* _ABOUT THIS TASK_
Reproduce the data below in full. Nothing should differ from the original.

* _TASK MATERIAL_
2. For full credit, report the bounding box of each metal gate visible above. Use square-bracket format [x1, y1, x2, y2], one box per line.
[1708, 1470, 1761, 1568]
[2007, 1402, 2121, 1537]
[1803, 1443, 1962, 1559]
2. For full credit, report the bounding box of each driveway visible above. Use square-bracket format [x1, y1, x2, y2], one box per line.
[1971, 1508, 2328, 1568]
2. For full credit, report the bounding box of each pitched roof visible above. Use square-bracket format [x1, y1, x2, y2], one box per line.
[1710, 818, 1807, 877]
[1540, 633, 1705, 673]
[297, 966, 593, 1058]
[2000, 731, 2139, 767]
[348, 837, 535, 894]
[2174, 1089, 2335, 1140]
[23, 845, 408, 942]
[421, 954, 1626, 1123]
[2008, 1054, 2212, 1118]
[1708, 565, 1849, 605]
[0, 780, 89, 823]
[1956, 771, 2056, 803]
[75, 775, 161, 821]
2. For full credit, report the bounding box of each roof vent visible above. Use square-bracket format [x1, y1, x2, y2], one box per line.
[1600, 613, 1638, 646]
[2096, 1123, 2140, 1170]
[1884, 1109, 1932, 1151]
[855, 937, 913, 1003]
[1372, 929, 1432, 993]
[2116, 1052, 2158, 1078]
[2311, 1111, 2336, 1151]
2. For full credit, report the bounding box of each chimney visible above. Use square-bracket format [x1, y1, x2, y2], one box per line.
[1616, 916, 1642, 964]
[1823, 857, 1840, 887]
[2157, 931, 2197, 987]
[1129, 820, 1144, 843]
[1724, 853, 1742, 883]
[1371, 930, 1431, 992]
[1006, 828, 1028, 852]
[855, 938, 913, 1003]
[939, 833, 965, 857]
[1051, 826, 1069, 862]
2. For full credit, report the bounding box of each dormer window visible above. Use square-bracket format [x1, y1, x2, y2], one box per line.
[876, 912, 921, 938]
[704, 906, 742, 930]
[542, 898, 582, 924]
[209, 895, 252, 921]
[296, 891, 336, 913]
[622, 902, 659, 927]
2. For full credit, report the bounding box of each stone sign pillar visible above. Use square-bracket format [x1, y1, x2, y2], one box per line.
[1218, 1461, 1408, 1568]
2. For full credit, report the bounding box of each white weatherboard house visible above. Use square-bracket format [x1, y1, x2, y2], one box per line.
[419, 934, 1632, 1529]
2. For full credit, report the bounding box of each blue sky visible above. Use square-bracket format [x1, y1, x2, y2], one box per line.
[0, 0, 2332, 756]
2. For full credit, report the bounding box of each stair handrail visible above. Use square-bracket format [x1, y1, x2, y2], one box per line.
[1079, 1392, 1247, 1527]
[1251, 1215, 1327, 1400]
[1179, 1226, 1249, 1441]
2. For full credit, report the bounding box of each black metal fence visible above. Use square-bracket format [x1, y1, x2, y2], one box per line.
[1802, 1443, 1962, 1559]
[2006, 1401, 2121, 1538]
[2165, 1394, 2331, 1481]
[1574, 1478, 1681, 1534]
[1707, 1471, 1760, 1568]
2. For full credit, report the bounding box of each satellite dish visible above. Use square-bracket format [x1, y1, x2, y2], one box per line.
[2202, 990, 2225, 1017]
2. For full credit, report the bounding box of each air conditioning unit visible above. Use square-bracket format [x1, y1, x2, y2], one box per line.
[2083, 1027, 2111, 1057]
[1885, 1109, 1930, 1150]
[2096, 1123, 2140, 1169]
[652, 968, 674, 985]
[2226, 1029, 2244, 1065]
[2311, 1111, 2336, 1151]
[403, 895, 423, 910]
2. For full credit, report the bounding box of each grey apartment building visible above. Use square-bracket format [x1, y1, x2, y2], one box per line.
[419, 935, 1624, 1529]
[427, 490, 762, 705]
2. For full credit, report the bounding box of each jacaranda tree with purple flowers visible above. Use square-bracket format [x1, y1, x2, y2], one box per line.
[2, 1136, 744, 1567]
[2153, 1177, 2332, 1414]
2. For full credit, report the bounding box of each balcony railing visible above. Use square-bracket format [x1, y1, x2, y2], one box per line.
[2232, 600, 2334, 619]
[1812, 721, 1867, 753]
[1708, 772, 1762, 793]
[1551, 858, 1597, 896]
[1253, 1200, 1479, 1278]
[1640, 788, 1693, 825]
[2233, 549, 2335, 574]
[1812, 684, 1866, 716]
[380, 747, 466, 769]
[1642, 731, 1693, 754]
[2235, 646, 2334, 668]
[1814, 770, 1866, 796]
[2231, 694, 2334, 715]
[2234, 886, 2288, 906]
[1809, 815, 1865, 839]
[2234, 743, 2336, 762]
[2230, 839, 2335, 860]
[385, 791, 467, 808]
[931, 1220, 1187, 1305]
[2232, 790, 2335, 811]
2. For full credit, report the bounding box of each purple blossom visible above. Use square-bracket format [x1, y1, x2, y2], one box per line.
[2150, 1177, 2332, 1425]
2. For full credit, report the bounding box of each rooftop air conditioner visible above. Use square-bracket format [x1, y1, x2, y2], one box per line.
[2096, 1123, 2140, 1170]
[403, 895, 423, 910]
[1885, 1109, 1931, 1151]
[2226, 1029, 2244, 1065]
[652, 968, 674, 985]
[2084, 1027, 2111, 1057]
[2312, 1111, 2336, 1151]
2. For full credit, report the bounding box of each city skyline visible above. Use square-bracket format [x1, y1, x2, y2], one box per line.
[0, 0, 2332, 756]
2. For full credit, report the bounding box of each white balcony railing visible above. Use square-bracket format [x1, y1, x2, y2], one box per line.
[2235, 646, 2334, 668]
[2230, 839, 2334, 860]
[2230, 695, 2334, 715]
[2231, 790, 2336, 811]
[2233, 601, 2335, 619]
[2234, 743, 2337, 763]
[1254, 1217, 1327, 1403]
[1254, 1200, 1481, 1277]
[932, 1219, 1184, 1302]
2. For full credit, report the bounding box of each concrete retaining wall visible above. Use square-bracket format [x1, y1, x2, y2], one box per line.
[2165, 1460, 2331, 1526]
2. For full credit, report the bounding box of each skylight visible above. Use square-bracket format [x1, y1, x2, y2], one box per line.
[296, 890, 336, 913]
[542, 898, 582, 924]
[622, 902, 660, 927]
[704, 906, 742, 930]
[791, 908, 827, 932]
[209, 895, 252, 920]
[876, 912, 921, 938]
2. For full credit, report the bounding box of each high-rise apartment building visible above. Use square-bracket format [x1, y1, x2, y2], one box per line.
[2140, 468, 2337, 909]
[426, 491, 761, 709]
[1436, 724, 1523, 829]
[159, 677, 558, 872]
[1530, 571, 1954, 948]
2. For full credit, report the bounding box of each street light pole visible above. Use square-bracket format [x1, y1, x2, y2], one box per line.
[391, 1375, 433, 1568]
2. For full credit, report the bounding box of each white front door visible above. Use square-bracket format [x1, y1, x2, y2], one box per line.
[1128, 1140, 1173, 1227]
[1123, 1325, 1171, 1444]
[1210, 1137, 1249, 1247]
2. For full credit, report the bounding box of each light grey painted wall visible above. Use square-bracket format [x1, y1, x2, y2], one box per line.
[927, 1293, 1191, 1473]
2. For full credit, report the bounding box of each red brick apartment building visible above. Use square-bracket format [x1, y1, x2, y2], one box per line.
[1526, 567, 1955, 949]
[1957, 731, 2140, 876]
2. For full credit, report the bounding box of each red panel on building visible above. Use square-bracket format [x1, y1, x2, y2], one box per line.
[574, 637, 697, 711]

* _ANSWER BELOW_
2. For full credit, report the bounding box of each metal gate visible above. Use square-bracket format [x1, y1, x2, y2], one box per line.
[1708, 1470, 1761, 1568]
[2007, 1402, 2121, 1537]
[1803, 1443, 1962, 1559]
2. For full credit, report the bounding box of each driveway visible above. Use square-bracket format [x1, y1, x2, y2], one box per line.
[1971, 1508, 2328, 1568]
2. For full credit, report the bounding box of each pitched roof visible above. Use square-bracket format [x1, y1, x2, y2], one box per line.
[1710, 818, 1807, 877]
[1540, 633, 1705, 673]
[297, 966, 593, 1058]
[2000, 731, 2139, 767]
[348, 837, 535, 894]
[2174, 1089, 2335, 1140]
[23, 845, 408, 942]
[421, 954, 1626, 1123]
[2008, 1054, 2212, 1118]
[1708, 565, 1849, 605]
[0, 780, 89, 823]
[1956, 771, 2056, 803]
[75, 775, 161, 821]
2. For full credit, report the bounding box of each roof vent visible above. Use square-bracket format [x1, y1, x2, y2], one box per line.
[1600, 613, 1638, 646]
[2096, 1123, 2140, 1170]
[1884, 1109, 1932, 1151]
[855, 937, 913, 1003]
[1372, 929, 1432, 993]
[2116, 1052, 2158, 1078]
[2311, 1111, 2336, 1151]
2. For full credit, report the bounding box of each chimney visible above. Use square-bracket format [x1, y1, x2, y2], one box per line.
[1616, 916, 1642, 964]
[1823, 857, 1840, 887]
[2157, 931, 2197, 987]
[1129, 820, 1144, 843]
[1724, 853, 1742, 883]
[1371, 930, 1431, 992]
[1006, 828, 1028, 852]
[855, 938, 913, 1003]
[939, 833, 965, 857]
[1051, 826, 1069, 862]
2. For full credit, report the bounding box of each dormer window visible above. Use square-bracket format [x1, y1, x2, y2], one box per line.
[876, 912, 921, 938]
[704, 906, 742, 930]
[542, 898, 582, 924]
[209, 895, 252, 921]
[296, 891, 336, 913]
[622, 902, 659, 927]
2. For full credit, report the bounding box of each stone sign pillar visible above. Use square-bracket format [x1, y1, x2, y2], one box per line.
[1218, 1461, 1408, 1568]
2. For full credit, report the bounding box of each white weatherboard house visible above. Use square-bracket format [x1, y1, x2, y2], one box per line.
[419, 934, 1632, 1529]
2. For full credit, report the bounding box of each blue sky visible above. Use square-bracket format [x1, y1, x2, y2], one box per line.
[0, 0, 2332, 756]
2. For full credit, report the bounding box of each stair handrail visible above. Use square-bracket format [x1, y1, x2, y2], one box per line.
[1079, 1392, 1247, 1527]
[1251, 1215, 1327, 1400]
[1179, 1226, 1249, 1441]
2. For full credit, report the bounding box of each black metal fence visible above. Use square-bracket format [x1, y1, x2, y2], one box per line.
[1802, 1443, 1962, 1559]
[2006, 1401, 2121, 1538]
[2165, 1394, 2331, 1481]
[1574, 1478, 1681, 1534]
[1707, 1471, 1760, 1568]
2. For full credit, report the bounding box of each satellite dish visible above. Use square-bracket format [x1, y1, x2, y2], one box per line.
[2202, 990, 2225, 1017]
2. For full credit, report the bounding box of each air conditioning unit visible above. Use square-bracket format [x1, y1, x2, y2], one box per line.
[2083, 1027, 2111, 1057]
[1885, 1109, 1930, 1150]
[2096, 1123, 2140, 1169]
[652, 968, 674, 985]
[2226, 1029, 2244, 1065]
[2311, 1111, 2336, 1151]
[403, 895, 423, 910]
2. For full credit, report the bounding box of each grey apartment building visible above. Use square-bracket format [x1, y1, x2, y2], one box per line.
[419, 935, 1624, 1529]
[427, 490, 762, 705]
2. For full credit, report the bounding box of each jacaranda tree with purple flowers visible above. Use square-bracket format [x1, y1, x2, y2], one box per line.
[2, 1136, 744, 1567]
[2153, 1177, 2332, 1414]
2. For full credit, report the bounding box of each balcony railing visible above. Use square-bracket format [x1, y1, x2, y2], one box per line.
[2232, 600, 2334, 619]
[1812, 721, 1867, 753]
[1708, 772, 1762, 793]
[1551, 858, 1597, 896]
[1253, 1200, 1479, 1278]
[1640, 788, 1693, 825]
[2233, 549, 2335, 574]
[1812, 684, 1866, 716]
[380, 747, 466, 769]
[1642, 731, 1693, 754]
[2235, 646, 2334, 668]
[1814, 770, 1866, 796]
[2231, 694, 2334, 715]
[2234, 886, 2288, 906]
[1809, 815, 1865, 839]
[2234, 743, 2336, 762]
[2230, 839, 2335, 860]
[385, 791, 467, 808]
[931, 1220, 1187, 1305]
[2232, 790, 2335, 811]
2. For full credit, report the bounding box of each purple blossom visible above. Use square-bracket format [x1, y1, x2, y2], one box per line.
[2150, 1177, 2332, 1425]
2. For full credit, report the bounding box of each rooftop air conditioner visible above. Use square-bracket format [x1, y1, x2, y2], one box per line.
[2096, 1123, 2140, 1170]
[403, 895, 423, 910]
[1885, 1109, 1931, 1151]
[2226, 1029, 2244, 1065]
[652, 968, 674, 985]
[2084, 1027, 2111, 1057]
[2312, 1111, 2336, 1151]
2. For full credit, report the bounding box of each city skyline visible above. Use square-bracket format [x1, y1, x2, y2], one box per line.
[0, 0, 2332, 756]
2. For full credit, report the bounding box of each white balcony railing visible above. Use square-bracket format [x1, y1, x2, y2], one box per line.
[2235, 646, 2334, 668]
[2230, 839, 2334, 860]
[2230, 695, 2334, 715]
[2231, 790, 2336, 811]
[2233, 601, 2335, 619]
[2234, 743, 2337, 763]
[1254, 1217, 1327, 1403]
[1254, 1200, 1481, 1277]
[932, 1219, 1184, 1302]
2. For full credit, report the bounding box of each concrete retaining wall visible above. Use square-bracket format [x1, y1, x2, y2], one box per line.
[2165, 1460, 2331, 1526]
2. For full credit, report the bounding box of each skylight visible above. Use square-bracket format [x1, y1, x2, y2], one box per line.
[296, 890, 336, 913]
[542, 898, 582, 924]
[622, 902, 660, 927]
[704, 906, 742, 930]
[791, 908, 827, 932]
[209, 895, 252, 920]
[876, 912, 921, 938]
2. For full credit, report the bounding box of each high-rise apartment building visible above. Use square-bracket format [x1, y1, x2, y2], one box per line.
[2140, 468, 2337, 909]
[426, 491, 761, 709]
[1436, 724, 1523, 829]
[159, 677, 558, 872]
[1530, 571, 1954, 948]
2. For full credit, report the bounding box of each street light pole visible above. Use square-bracket format [x1, y1, x2, y2], one box per line.
[391, 1375, 433, 1568]
2. For full credit, report the bounding box of each white front door visible above. Use square-bracket format [x1, y1, x2, y2], one box per line.
[1128, 1140, 1173, 1227]
[1123, 1325, 1171, 1444]
[1210, 1137, 1249, 1247]
2. For full credit, report the bounding box of each light grey painted wall visible above. Use square-bracket format [x1, y1, x2, y2], one box per line.
[927, 1293, 1191, 1473]
2. For full credit, report the bounding box of each red brick apartment building visible above. Use square-bracket format [x1, y1, x2, y2], one box per line.
[1526, 567, 1955, 949]
[1957, 731, 2140, 876]
2. For full credit, report the bounding box of each red panel on building visible above. Use square-bracket format [x1, y1, x2, y2], one box per line.
[574, 637, 697, 711]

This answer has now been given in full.